#### [Set problem]
Write out the whole listing below again, replacing every "One point" with "A single point" and leaving everything else unchanged.
━━━━━ Data supplied ━━━━━
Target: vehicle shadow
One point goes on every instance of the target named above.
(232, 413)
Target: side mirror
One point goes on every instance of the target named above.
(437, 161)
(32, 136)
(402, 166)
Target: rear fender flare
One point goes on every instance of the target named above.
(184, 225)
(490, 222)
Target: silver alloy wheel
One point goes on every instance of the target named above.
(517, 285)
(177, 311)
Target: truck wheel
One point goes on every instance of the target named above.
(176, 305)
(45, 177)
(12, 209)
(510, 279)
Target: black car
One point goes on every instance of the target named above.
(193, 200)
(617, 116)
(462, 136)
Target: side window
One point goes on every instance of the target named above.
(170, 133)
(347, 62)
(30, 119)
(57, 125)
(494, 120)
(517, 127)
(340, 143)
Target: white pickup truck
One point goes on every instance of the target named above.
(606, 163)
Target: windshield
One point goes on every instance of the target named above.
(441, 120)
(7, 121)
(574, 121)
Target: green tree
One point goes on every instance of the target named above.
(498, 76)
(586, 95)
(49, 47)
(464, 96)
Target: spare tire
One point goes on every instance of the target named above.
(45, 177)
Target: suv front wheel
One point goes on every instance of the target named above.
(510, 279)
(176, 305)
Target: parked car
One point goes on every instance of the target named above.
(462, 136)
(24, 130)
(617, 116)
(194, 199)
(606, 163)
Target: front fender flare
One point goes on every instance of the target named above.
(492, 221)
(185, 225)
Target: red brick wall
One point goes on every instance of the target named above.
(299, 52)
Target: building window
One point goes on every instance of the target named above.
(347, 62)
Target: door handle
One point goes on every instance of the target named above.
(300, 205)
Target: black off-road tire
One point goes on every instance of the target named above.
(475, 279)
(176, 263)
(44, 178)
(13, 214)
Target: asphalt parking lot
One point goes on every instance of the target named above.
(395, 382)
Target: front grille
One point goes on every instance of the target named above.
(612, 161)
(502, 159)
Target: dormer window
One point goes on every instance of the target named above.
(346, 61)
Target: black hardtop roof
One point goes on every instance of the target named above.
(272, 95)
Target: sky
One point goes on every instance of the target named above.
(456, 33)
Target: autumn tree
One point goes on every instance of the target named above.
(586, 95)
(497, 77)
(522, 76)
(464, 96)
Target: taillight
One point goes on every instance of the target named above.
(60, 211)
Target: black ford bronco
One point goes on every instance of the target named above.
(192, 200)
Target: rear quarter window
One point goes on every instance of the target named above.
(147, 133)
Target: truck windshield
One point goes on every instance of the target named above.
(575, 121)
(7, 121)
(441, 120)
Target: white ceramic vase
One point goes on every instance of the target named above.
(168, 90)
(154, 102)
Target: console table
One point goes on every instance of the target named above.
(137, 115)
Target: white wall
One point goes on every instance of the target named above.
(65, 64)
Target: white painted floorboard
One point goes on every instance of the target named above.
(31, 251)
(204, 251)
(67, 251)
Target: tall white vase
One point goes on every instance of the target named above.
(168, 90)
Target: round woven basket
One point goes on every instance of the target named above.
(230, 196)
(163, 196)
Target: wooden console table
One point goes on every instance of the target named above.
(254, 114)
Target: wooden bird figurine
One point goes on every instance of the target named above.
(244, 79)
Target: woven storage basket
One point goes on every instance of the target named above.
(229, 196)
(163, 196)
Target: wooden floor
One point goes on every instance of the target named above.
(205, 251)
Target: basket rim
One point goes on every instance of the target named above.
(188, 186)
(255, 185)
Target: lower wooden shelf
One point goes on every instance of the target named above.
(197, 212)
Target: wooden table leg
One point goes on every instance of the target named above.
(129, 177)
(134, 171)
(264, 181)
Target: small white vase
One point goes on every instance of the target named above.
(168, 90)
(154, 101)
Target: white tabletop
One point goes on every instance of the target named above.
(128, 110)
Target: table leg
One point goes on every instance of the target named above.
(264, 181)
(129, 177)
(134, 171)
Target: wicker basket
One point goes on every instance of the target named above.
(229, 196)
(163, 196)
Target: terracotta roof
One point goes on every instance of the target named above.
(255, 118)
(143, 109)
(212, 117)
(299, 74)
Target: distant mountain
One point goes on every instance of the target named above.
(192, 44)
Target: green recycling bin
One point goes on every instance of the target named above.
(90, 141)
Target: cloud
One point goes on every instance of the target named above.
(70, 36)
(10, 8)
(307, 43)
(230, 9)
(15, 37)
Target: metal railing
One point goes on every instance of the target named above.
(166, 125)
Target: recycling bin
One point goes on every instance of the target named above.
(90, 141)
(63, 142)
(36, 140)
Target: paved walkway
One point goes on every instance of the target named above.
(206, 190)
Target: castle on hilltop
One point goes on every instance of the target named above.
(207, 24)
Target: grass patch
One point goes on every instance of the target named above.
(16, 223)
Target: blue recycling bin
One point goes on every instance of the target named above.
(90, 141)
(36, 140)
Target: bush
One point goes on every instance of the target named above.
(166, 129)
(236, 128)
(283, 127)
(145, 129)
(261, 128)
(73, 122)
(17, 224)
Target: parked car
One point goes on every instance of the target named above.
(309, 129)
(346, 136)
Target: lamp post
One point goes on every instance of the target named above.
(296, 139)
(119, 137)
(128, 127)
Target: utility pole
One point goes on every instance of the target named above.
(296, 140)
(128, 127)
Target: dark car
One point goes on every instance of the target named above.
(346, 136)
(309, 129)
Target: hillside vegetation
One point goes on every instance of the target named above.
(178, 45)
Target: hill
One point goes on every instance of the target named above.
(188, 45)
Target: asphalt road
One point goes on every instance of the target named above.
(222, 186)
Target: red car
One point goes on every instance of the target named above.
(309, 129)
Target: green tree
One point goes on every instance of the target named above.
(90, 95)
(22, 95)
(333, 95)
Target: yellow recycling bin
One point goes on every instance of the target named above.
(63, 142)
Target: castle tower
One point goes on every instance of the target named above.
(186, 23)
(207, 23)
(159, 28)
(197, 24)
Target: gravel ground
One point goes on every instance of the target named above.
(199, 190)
━━━━━
#### [Task response]
Target: vehicle shadow
A single point goes on every instance of the target named above.
(232, 413)
Target: side mirror
A single point goes on every instance of the target named above.
(437, 161)
(32, 136)
(402, 166)
Target: rear fender flare
A single point goes on every instance of the target named above.
(184, 225)
(490, 222)
Target: silver alloy wheel
A single point goes on every instance of the target named above.
(517, 285)
(177, 311)
Target: truck wheel
A single point goes on every instance of the target named above.
(176, 305)
(45, 177)
(12, 209)
(510, 279)
Target: black car
A single point goes on every instance of the target named above.
(193, 200)
(617, 116)
(462, 136)
Target: side window
A single point goes on every instance of the target named above.
(170, 133)
(347, 62)
(30, 119)
(57, 125)
(494, 120)
(517, 127)
(340, 143)
Target: white pickup truck
A single point goes on every instance of the target named above.
(606, 163)
Target: windshield
A single point goes on every instance of the target named above.
(441, 120)
(7, 121)
(574, 121)
Target: green tree
A single point goes on every instance of the target named above.
(498, 76)
(586, 95)
(49, 47)
(464, 96)
Target: spare tire
A single point goes on every instance of the target named above.
(45, 177)
Target: suv front wheel
A single point goes on every instance of the target named above.
(510, 279)
(176, 305)
Target: parked car
A single point goes on every instance of the target named above.
(462, 136)
(24, 130)
(617, 116)
(194, 199)
(606, 163)
Target: front fender flare
A single point goes on every instance of the target named above.
(492, 221)
(185, 225)
Target: red brick wall
A single point goes on every instance of the target named above.
(299, 52)
Target: building window
A single point goes on every instance of the target named above.
(347, 62)
Target: door handle
A single point goes on every instance of the target named above.
(300, 205)
Target: black off-road tire
A single point goes on every instance of the target named above.
(475, 279)
(176, 263)
(44, 178)
(13, 214)
Target: asphalt parking lot
A single point goes on every instance of the target named above.
(395, 382)
Target: front grille
A single point goes on every instance of the target named above.
(612, 161)
(502, 159)
Target: dormer window
A single point goes on every instance of the target named above.
(346, 61)
Target: black hardtop roof
A single point goes on every instance of the target named above.
(272, 95)
Target: sky
A single point goes on every instance of the target named above.
(456, 33)
Target: autumn tree
A single point goes on every instance of the target named above.
(586, 95)
(497, 77)
(522, 76)
(464, 96)
Target: taillight
A single point goes on every instance of the target named above.
(60, 211)
Target: black ford bronco
A single point goes on every instance of the target named above.
(192, 200)
Target: rear quarter window
A single point goes on every instance of the target named above.
(147, 133)
Target: truck windshield
A single point goes on every instance of the target named above.
(575, 121)
(7, 121)
(441, 120)
Target: white ceramic vase
A single point goes on every instance of the target named above.
(168, 90)
(154, 102)
Target: console table
A single point goes on every instance of the target named above.
(137, 115)
Target: white wall
A single point goes on every instance of the target named above.
(65, 64)
Target: white painted floorboard
A single point goes on every instance of the target named above.
(31, 251)
(204, 251)
(67, 251)
Target: tall white vase
A single point goes on every instance of the target named above.
(168, 90)
Target: round woven basket
A single point goes on every instance of the target named above.
(230, 196)
(163, 196)
Target: wooden console table
A single point goes on every instance of the target named above.
(254, 114)
Target: wooden bird figurine
A single point goes on every instance of the target named above.
(244, 79)
Target: woven storage basket
A single point goes on every instance of the target named above.
(229, 196)
(163, 196)
Target: wooden floor
A single point goes on every instance of the target named above.
(205, 251)
Target: basket rim
A single point goes on every instance of the target named above.
(188, 186)
(255, 185)
Target: lower wooden shelf
A single point goes on every instance of the target named above.
(197, 212)
Target: wooden table leg
A single point goes on every instance of the target named above.
(129, 177)
(134, 171)
(264, 181)
Target: small white vase
A single point goes on every instance of the target named above.
(168, 90)
(154, 101)
Target: white tabletop
A single point goes on every instance of the target named above.
(128, 110)
Target: table leg
A single point goes on every instance of the target named above.
(264, 181)
(129, 177)
(134, 171)
Target: wicker basket
A single point goes on every instance of the target named above.
(229, 196)
(163, 196)
Target: terracotta roof
A single point goes on every instance of the target named above.
(255, 118)
(143, 109)
(212, 117)
(299, 74)
Target: distant mountain
A single point goes on every instance of the target named above.
(192, 44)
Target: green recycling bin
A single point goes on every instance of the target named above.
(90, 141)
Target: cloud
A single point goes on every instance of the target named above.
(70, 36)
(10, 8)
(307, 43)
(230, 9)
(15, 37)
Target: metal railing
A single point goes on every instance of the target named above.
(166, 125)
Target: recycling bin
A single point goes on every instance of the target named above.
(90, 141)
(63, 142)
(36, 140)
Target: paved walkway
A single point goes on every instance of the target named above.
(206, 190)
Target: castle on hilltop
A single point goes on every instance of the target named above.
(207, 24)
Target: grass patch
A single point goes on every instance of the target named above.
(16, 223)
Target: blue recycling bin
A single point goes on every instance of the target named above.
(90, 141)
(36, 140)
Target: bush
A single point goes on every instance of the target named above.
(166, 129)
(236, 128)
(283, 127)
(145, 129)
(261, 128)
(73, 122)
(17, 224)
Target: parked car
A single point goes on every instance of the target named above.
(309, 129)
(346, 136)
Target: lamp post
A single point goes on every instance of the target named above.
(296, 139)
(119, 137)
(128, 127)
Target: utility pole
A single point goes on every instance of the target named above.
(296, 140)
(128, 127)
Target: dark car
A single point goes on every instance of the target named above.
(346, 136)
(309, 129)
Target: hillside vegetation
A single point goes on every instance of the target named above.
(178, 45)
Target: hill
A single point goes on every instance of the target named above.
(188, 45)
Target: asphalt road
A single point goes on every instance of the target named above.
(222, 186)
Target: red car
A single point goes on every instance of the target named above.
(309, 129)
Target: green tree
A single point goes on every instance of the target named above.
(90, 95)
(22, 95)
(333, 95)
Target: yellow recycling bin
A single point goes on every instance of the target named above.
(63, 142)
Target: castle tower
A single point goes on every instance of the target named above.
(186, 23)
(207, 23)
(159, 28)
(197, 24)
Target: gravel ground
A single point goes on every instance of the target named above.
(199, 190)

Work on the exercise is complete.